**STATED TASK**
Copy every one of the entries below word for word, changing nothing.

* Start *

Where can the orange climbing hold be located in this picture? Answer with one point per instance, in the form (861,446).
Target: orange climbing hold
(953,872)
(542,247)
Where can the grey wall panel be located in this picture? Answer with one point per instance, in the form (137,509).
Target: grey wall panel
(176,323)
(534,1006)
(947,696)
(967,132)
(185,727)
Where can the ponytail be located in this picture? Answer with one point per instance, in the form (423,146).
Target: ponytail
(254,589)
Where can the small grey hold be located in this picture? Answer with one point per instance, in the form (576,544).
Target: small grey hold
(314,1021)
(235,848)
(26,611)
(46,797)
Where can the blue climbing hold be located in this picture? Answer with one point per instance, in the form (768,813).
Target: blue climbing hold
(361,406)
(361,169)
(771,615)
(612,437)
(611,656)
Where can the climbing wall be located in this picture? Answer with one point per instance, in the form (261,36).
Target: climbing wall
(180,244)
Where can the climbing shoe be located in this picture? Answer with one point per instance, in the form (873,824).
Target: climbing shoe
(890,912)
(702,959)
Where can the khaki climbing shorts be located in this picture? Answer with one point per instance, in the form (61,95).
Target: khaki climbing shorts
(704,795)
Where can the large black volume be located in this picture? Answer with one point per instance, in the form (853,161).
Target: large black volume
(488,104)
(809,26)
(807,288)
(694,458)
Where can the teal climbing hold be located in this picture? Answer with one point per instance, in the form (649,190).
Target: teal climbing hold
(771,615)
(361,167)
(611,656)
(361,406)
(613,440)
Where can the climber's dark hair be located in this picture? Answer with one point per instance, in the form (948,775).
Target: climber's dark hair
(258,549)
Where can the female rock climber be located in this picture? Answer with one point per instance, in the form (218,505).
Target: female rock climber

* End *

**FULL SOLUTION**
Where can the orange climbing hold be located in this picture? Answer with one point per instance, in the form (861,446).
Target: orange climbing hold
(953,872)
(542,247)
Where can the grey wall panel be located in this picture? Answer with one point per instance, in the form (137,509).
Target: grey wall panel
(176,323)
(534,1006)
(947,696)
(967,132)
(185,727)
Where can the ponytail be located in this picture? Answer with one point per instance, in the form (423,146).
Target: ponytail
(254,589)
Where can the small grey hold be located in this picture? Answer with one point per instance, in the form (576,544).
Target: small grey hold
(314,1021)
(235,848)
(26,611)
(46,797)
Where can the blue climbing hold be located in this picture? Answer with one point per instance, in the form (768,813).
Target: blue climbing hold
(361,406)
(361,169)
(771,615)
(612,437)
(611,656)
Where can the climbing wall be located in this picture? Answer with one point per instance, in the form (261,36).
Target: climbing wall
(180,244)
Where can the climbing shoe be located in this picture? Answer with one point per instance, in the form (873,824).
Target: climbing shoe
(890,912)
(702,959)
Where can the khaki climbing shorts be located in this picture? Answer with one point per instance, in the form (61,95).
Target: khaki climbing shorts
(704,795)
Where can the large black volume be located in this picture? Answer with one point per instance, in the form (853,161).
Target: large black volume
(488,104)
(809,26)
(807,288)
(694,458)
Where can the teal climbing hold be located in this picture? Answer with one point per instance, in the form (649,190).
Target: teal climbing hold
(771,615)
(361,167)
(611,656)
(361,406)
(613,440)
Where can the climber's dark hair be located in this picture? Answer with one point per instance, in the form (948,775).
Target: climber's dark hair
(258,549)
Where can the female rock climber be located in this picture? Answer with one point per instance, in the form (218,505).
Target: female rock climber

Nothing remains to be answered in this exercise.